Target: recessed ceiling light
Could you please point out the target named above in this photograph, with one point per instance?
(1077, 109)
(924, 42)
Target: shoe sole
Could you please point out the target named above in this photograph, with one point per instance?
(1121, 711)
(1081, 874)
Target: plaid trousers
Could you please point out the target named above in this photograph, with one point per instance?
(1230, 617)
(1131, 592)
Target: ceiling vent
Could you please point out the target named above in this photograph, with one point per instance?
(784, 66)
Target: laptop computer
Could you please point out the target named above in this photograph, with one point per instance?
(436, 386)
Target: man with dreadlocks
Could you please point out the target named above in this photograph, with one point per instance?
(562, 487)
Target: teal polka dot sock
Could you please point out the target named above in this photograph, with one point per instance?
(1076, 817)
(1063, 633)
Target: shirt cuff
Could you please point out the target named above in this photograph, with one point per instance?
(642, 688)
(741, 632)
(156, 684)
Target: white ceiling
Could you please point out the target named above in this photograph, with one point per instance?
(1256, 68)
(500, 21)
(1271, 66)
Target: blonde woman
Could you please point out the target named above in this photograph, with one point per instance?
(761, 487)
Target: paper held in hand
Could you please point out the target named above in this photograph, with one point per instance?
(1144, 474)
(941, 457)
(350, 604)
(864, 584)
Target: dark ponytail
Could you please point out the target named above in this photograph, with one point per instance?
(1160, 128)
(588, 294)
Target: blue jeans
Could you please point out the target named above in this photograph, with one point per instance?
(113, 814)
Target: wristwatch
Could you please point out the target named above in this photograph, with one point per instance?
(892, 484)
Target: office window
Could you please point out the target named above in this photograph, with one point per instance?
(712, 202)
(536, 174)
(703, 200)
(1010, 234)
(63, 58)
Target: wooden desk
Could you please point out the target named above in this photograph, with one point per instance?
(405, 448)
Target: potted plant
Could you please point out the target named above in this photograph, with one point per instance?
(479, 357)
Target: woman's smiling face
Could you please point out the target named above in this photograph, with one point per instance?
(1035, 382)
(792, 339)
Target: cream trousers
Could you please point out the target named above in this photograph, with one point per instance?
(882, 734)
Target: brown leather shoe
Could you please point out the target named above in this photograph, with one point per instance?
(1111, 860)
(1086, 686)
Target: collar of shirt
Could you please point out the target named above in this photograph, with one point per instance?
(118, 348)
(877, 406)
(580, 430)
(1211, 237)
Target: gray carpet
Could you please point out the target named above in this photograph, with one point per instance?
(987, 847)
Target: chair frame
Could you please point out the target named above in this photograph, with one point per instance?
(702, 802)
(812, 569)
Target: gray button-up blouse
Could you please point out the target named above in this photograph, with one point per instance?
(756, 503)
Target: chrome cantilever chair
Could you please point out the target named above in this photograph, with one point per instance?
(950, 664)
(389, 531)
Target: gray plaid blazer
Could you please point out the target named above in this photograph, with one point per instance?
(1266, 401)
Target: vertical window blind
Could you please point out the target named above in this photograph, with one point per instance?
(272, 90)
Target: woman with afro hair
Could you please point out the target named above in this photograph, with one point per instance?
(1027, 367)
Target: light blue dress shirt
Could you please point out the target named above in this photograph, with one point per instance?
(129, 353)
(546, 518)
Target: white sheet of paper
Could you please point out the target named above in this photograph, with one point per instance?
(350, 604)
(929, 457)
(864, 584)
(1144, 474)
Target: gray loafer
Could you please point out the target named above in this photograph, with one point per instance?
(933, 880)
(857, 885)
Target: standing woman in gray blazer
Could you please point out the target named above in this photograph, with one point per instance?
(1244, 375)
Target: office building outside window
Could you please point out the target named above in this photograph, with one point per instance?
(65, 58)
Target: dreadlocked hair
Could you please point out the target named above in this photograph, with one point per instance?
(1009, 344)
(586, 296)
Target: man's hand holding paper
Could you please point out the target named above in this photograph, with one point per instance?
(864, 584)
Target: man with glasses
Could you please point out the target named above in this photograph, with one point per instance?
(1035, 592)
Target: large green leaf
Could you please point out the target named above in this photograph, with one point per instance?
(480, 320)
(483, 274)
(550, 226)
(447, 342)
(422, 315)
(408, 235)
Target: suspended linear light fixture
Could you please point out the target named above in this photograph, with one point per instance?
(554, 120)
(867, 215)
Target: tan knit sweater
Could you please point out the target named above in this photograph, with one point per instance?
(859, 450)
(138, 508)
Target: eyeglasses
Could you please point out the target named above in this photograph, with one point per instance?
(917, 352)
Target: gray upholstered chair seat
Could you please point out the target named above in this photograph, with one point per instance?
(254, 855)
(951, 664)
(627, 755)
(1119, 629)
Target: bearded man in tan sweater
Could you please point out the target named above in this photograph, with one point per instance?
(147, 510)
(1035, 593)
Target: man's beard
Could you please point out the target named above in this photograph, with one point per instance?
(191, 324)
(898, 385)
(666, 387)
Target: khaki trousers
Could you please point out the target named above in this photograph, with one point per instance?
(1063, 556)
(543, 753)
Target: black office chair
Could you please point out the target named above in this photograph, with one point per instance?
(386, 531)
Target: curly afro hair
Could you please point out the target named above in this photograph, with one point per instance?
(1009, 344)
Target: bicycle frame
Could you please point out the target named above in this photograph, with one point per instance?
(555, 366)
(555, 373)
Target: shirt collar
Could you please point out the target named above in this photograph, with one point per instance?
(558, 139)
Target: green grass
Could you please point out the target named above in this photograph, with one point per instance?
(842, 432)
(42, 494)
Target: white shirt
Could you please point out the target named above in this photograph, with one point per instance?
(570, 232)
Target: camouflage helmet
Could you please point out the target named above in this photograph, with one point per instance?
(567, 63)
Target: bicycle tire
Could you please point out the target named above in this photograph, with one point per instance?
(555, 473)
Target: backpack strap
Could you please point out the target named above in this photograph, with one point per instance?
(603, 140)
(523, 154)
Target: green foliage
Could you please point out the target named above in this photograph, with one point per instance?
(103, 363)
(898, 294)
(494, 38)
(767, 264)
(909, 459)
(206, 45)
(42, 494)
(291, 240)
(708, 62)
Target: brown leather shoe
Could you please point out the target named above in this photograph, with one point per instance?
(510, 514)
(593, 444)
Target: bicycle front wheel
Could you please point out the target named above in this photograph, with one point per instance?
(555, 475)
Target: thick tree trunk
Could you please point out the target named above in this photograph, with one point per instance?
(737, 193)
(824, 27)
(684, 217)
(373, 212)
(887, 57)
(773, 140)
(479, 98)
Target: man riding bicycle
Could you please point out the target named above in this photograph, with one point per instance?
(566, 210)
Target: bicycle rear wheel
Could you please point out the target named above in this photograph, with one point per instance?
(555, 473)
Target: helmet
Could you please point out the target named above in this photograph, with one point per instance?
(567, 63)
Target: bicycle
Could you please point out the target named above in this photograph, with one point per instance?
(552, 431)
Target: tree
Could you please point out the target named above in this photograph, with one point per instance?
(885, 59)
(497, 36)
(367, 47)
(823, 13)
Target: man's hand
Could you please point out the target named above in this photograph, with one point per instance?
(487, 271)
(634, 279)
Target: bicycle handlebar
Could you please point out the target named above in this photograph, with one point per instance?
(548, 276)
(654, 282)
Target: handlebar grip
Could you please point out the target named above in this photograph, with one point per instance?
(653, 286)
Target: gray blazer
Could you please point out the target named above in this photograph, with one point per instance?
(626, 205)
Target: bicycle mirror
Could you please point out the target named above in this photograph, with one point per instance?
□ □ □ □
Identify the lines in the entries that hold "helmet" and return each one.

### Finished exercise
Target: camouflage helmet
Target: helmet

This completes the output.